* Job 1
Answer these questions using the extract on superscript alif:
(a) Where does superscript alif sit in the King Fuad Quran?
(b) On which letter does it sit in the Rushdi example?
(c) To which domain, according to the final paragraph, does the off-set positioning belong?
* Job 2
Reproduce the extract on superscript alif from "This is true" to "lam of /Salaat/.", swapping "King Fuad Quran" for "King Fuad Mushaf".
# Extract provided start
This is true only, if one flips the order of waw and
superscript alif. Looking at Ottoman and Magribi there
seems to be variation whether to place the superscript
alif on the waw or on the letter before it. In the
King Fuad Quran, superscript alif sits right on top of
waw - one letter away from fatha; in the Rushdi
example it sits on lam of /Salaat/.
 
There still is no case for off-set superscript alif as
a separate character; these are just orthographic
inconsistencies on top of the regular and predictable
shift to the left.
 
>  Mete, what you call an assumption is a fundamental
> Arabic rule.
>  I gave you a proof that the small alef is used
> instead of the alef,
>  you cannot put and Alef on a Waw, Alef is not a
> haraka, it's a
>  _standalone_ letter.
>  And even if you are correct, it's still preceded by
> a fatha
>  (look at any sample and notice the haraka on the
> prev char)

Superscript alif is a recognized element of Arabic
orthography and encoded as such. However, the off-set
positioning that you want to be recognized as
graphemic, is in fact contextually conditioned
behaviour that belongs in the domain of rendering.
# Extract provided end
# Listed entries start
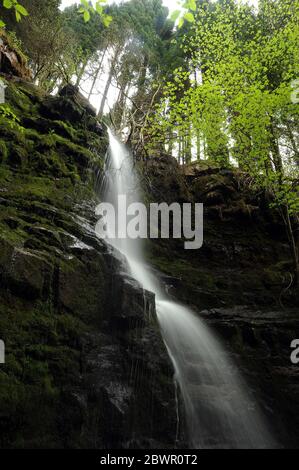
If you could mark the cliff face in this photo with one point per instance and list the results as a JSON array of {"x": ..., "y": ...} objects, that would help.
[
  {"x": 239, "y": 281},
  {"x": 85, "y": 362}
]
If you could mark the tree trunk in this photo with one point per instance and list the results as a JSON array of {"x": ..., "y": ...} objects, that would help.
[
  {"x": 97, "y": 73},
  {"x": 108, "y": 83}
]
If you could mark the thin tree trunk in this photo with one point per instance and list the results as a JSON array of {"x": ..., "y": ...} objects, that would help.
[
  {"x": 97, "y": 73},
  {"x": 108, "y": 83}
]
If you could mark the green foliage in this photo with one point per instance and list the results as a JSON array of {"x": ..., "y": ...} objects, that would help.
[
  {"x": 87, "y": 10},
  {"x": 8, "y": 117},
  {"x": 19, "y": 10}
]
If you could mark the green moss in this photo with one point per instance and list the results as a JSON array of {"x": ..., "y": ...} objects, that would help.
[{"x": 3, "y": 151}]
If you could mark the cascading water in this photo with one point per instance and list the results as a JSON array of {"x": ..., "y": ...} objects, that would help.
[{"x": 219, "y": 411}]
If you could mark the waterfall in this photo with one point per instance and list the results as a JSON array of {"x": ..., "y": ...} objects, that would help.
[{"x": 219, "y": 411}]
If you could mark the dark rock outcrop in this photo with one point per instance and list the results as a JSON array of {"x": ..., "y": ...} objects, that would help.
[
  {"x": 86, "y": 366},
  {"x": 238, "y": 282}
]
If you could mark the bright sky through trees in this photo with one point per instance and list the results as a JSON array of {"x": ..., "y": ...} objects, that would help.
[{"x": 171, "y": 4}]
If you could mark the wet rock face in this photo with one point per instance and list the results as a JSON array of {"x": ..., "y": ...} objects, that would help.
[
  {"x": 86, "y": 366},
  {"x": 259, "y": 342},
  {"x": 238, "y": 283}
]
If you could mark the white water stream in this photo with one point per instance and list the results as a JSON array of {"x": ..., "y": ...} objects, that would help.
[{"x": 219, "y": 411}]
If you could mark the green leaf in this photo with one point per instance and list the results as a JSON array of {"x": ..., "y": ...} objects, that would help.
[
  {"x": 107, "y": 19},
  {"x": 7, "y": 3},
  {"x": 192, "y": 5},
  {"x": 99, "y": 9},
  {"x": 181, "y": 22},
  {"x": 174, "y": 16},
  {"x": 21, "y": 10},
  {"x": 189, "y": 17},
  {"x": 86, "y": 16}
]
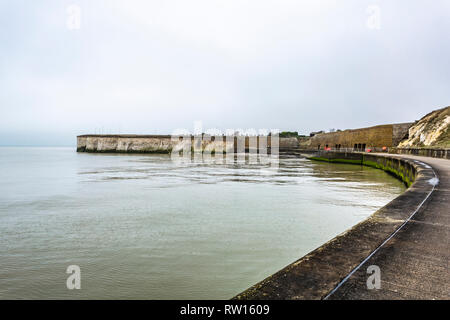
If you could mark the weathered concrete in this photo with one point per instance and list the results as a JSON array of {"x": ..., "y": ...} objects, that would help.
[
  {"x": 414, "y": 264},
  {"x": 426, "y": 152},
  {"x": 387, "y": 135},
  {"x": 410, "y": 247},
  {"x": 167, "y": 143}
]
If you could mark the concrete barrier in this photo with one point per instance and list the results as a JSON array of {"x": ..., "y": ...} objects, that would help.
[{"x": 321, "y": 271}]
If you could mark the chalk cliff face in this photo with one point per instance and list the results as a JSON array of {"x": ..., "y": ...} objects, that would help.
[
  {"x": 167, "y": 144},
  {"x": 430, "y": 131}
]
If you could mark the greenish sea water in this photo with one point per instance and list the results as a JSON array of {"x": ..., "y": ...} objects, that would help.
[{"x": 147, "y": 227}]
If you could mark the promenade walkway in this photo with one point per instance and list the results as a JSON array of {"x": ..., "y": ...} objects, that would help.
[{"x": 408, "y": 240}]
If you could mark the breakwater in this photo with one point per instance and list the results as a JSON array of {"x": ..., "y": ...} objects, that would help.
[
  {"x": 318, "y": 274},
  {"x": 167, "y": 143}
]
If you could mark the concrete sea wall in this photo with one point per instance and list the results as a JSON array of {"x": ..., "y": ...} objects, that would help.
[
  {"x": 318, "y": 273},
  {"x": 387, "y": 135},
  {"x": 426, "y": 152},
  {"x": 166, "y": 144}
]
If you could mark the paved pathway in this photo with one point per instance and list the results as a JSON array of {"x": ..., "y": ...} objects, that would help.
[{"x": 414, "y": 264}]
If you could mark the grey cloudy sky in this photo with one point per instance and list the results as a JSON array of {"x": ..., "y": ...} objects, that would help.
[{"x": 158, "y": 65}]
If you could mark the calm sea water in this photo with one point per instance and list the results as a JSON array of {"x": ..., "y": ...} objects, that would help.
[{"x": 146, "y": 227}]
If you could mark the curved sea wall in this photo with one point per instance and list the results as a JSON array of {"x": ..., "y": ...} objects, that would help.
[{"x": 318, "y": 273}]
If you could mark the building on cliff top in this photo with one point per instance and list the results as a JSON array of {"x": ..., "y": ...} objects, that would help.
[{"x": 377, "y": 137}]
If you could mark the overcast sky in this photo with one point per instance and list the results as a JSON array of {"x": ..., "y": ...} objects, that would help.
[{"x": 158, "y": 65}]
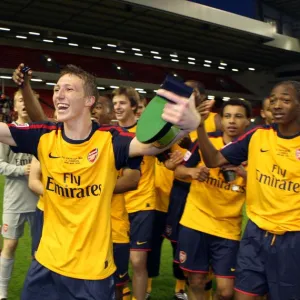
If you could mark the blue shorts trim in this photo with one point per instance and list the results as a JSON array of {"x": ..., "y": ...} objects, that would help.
# Listed entries end
* Finished answer 1
(a) Right on top of waw, one letter away from fatha.
(b) On lam of /Salaat/.
(c) The domain of rendering.

* Finished answer 2
This is true only, if one flips the order of waw and
superscript alif. Looking at Ottoman and Magribi there
seems to be variation whether to place the superscript
alif on the waw or on the letter before it. In the
King Fuad Mushaf, superscript alif sits right on top of
waw - one letter away from fatha; in the Rushdi
example it sits on lam of /Salaat/.